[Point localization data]
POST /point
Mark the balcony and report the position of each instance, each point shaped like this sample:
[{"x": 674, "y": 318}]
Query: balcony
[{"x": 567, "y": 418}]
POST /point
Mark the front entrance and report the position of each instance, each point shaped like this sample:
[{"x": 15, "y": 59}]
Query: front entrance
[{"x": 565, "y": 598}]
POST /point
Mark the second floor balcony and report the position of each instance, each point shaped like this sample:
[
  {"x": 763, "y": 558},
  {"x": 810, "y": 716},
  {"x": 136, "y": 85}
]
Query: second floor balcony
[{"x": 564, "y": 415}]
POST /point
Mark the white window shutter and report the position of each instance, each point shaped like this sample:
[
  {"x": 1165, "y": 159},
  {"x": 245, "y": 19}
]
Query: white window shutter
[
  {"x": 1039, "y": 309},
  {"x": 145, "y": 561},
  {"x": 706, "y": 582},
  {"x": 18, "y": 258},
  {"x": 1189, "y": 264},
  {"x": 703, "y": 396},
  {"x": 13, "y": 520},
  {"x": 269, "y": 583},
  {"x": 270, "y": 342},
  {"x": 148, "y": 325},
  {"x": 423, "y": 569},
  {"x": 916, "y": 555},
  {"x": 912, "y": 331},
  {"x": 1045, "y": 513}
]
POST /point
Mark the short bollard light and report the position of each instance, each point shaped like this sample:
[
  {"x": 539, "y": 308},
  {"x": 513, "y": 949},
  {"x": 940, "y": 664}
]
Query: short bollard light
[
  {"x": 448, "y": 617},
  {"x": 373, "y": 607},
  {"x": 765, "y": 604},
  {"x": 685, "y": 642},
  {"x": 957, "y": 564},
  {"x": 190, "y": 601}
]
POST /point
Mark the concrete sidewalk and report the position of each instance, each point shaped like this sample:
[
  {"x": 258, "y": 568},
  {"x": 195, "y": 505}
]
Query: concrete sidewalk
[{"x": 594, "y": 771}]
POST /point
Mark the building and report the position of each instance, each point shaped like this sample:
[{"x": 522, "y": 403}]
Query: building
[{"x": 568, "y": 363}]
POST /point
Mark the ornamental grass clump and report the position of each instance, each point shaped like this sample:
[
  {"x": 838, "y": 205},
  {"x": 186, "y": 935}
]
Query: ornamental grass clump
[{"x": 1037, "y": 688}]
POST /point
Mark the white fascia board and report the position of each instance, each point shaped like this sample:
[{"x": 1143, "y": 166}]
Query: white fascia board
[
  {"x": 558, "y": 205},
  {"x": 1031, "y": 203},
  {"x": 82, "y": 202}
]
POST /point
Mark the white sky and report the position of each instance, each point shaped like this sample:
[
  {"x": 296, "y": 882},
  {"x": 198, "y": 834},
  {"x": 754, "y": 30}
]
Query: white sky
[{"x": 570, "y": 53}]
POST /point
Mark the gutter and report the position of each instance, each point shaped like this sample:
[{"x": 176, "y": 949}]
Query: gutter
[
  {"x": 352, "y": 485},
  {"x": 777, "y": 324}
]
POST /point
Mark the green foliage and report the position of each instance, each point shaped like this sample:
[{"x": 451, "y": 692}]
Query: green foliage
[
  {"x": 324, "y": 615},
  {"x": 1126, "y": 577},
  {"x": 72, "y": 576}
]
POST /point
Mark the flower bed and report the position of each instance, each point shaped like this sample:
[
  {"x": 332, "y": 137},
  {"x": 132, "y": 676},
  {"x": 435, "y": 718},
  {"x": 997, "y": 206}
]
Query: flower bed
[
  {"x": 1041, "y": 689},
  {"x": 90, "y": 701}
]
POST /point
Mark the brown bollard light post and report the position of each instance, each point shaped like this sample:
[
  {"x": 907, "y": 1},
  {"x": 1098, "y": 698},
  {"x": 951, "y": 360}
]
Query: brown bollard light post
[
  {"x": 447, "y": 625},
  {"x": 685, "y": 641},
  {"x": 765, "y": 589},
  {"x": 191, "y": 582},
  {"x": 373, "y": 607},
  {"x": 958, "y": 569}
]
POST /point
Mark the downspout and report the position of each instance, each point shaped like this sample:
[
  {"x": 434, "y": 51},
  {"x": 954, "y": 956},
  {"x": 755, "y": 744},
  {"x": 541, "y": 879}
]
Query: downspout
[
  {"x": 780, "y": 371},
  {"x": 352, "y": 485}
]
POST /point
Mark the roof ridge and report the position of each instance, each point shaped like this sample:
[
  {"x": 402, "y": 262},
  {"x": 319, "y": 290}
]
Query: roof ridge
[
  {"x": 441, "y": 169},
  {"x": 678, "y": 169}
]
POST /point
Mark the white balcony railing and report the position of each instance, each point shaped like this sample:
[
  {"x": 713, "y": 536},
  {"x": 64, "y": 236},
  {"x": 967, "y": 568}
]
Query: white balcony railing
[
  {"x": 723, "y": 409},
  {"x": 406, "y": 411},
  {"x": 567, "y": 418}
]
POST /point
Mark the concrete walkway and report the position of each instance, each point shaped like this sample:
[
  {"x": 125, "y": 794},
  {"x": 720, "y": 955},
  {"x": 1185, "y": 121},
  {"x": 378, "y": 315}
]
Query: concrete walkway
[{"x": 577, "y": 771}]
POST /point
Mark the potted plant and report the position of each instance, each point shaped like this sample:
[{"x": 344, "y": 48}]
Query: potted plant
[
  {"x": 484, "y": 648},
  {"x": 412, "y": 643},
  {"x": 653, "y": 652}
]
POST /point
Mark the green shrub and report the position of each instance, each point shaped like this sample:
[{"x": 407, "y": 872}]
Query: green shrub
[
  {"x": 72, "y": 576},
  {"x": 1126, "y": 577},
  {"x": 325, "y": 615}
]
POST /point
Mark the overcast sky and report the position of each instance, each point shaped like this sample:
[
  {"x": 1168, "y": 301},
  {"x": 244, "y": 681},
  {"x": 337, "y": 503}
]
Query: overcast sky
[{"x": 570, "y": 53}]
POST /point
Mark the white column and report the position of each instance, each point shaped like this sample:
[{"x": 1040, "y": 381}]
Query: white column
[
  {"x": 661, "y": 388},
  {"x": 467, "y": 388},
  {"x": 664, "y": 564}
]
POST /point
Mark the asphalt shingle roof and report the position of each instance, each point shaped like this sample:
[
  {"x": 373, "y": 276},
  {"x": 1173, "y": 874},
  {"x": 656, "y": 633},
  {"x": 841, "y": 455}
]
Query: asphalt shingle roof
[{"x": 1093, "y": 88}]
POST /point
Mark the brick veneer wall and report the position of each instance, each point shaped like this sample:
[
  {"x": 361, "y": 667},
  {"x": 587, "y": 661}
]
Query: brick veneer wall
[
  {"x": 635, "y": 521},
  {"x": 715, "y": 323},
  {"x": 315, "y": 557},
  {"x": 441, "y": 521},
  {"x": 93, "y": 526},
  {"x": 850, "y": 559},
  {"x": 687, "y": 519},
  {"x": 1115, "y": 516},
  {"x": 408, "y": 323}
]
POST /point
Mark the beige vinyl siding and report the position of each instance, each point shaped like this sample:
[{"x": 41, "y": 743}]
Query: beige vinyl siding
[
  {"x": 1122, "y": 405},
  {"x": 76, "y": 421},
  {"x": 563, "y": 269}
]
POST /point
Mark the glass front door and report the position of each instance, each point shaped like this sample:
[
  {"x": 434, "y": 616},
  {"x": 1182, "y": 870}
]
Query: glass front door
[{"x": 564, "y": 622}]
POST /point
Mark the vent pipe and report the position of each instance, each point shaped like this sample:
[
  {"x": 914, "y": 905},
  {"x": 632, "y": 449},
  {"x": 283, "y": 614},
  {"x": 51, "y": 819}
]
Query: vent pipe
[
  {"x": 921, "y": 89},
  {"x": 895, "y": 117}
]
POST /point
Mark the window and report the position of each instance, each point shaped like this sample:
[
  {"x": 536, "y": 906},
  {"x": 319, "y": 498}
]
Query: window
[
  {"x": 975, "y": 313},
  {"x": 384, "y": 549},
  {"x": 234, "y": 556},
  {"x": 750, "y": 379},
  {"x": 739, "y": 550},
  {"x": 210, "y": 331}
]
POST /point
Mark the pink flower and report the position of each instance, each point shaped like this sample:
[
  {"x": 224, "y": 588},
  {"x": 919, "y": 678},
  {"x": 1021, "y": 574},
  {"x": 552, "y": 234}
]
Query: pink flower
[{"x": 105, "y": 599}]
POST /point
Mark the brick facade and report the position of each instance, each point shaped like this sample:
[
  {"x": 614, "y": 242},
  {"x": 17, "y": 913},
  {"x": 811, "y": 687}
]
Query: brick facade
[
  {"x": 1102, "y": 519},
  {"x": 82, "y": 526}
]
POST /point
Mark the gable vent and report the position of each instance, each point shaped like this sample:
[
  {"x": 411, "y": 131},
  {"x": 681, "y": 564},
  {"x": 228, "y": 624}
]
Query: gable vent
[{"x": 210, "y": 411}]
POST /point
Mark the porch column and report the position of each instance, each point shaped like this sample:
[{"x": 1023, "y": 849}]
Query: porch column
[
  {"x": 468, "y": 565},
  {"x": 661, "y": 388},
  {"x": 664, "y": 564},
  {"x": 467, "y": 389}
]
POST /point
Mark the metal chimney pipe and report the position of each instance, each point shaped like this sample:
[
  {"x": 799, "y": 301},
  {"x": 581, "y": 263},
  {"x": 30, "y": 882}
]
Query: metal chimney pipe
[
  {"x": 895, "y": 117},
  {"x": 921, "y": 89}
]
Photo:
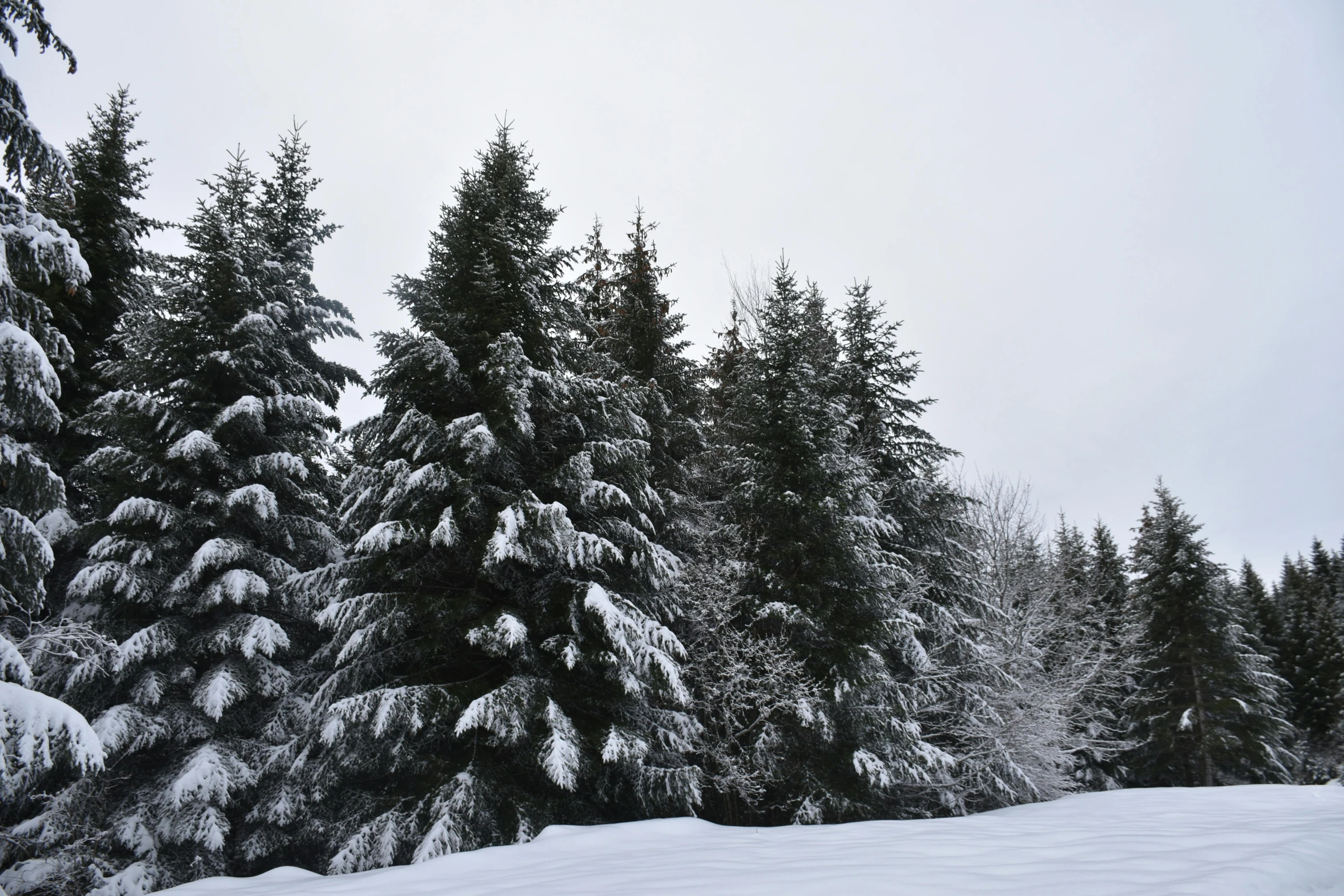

** TASK STATEMENT **
Find "Mark the balcony" in the entries above and copy that whole line exactly, then each line after it through the line that contains "Mark the white fascia".

** TASK OUTPUT **
Mark the balcony and report the position of each instance, each point shaped like this sample:
[{"x": 674, "y": 318}]
Query: balcony
[{"x": 567, "y": 418}]
POST /point
Mark the front entrance and report the position of each instance, each point shaped like this sample:
[{"x": 15, "y": 59}]
Query: front entrance
[{"x": 565, "y": 598}]
POST /point
Mark the second floor balcony and report the position of each instance, each point shaped like this sample:
[
  {"x": 763, "y": 558},
  {"x": 810, "y": 716},
  {"x": 136, "y": 85}
]
Query: second floor balcony
[{"x": 564, "y": 415}]
POST /point
Mark the white window shutter and report the position of each instance, each point shaped like this sample:
[
  {"x": 1165, "y": 159},
  {"x": 245, "y": 19}
]
Query: white window shutter
[
  {"x": 1039, "y": 309},
  {"x": 145, "y": 561},
  {"x": 706, "y": 582},
  {"x": 18, "y": 258},
  {"x": 1189, "y": 264},
  {"x": 703, "y": 396},
  {"x": 13, "y": 520},
  {"x": 269, "y": 583},
  {"x": 270, "y": 342},
  {"x": 148, "y": 325},
  {"x": 423, "y": 569},
  {"x": 916, "y": 555},
  {"x": 912, "y": 331},
  {"x": 1045, "y": 513}
]
POST /point
Mark the short bollard light and report the position of each instance, each point shaped like this sample:
[
  {"x": 539, "y": 308},
  {"x": 513, "y": 949},
  {"x": 940, "y": 664}
]
Query: short bollard light
[
  {"x": 448, "y": 617},
  {"x": 373, "y": 607},
  {"x": 765, "y": 604},
  {"x": 685, "y": 642},
  {"x": 957, "y": 564},
  {"x": 190, "y": 601}
]
POST /point
Mark the concrete sidewalk and report the position of each instance, each point shaped like this sample:
[
  {"x": 258, "y": 568},
  {"x": 195, "y": 505}
]
Query: concrete sidewalk
[{"x": 594, "y": 771}]
POST /point
Mark the building and report the position of each instance, each point shaped like this sample:
[{"x": 522, "y": 403}]
Query: building
[{"x": 568, "y": 363}]
POST /point
Mark the ornamental grass clump and report the position of each instance, each point shaped like this sample:
[
  {"x": 838, "y": 205},
  {"x": 186, "y": 935}
]
Query: ornamental grass clump
[{"x": 1037, "y": 688}]
POST /point
Mark the white fascia board and report the position of each instance, each point shaped like this sample:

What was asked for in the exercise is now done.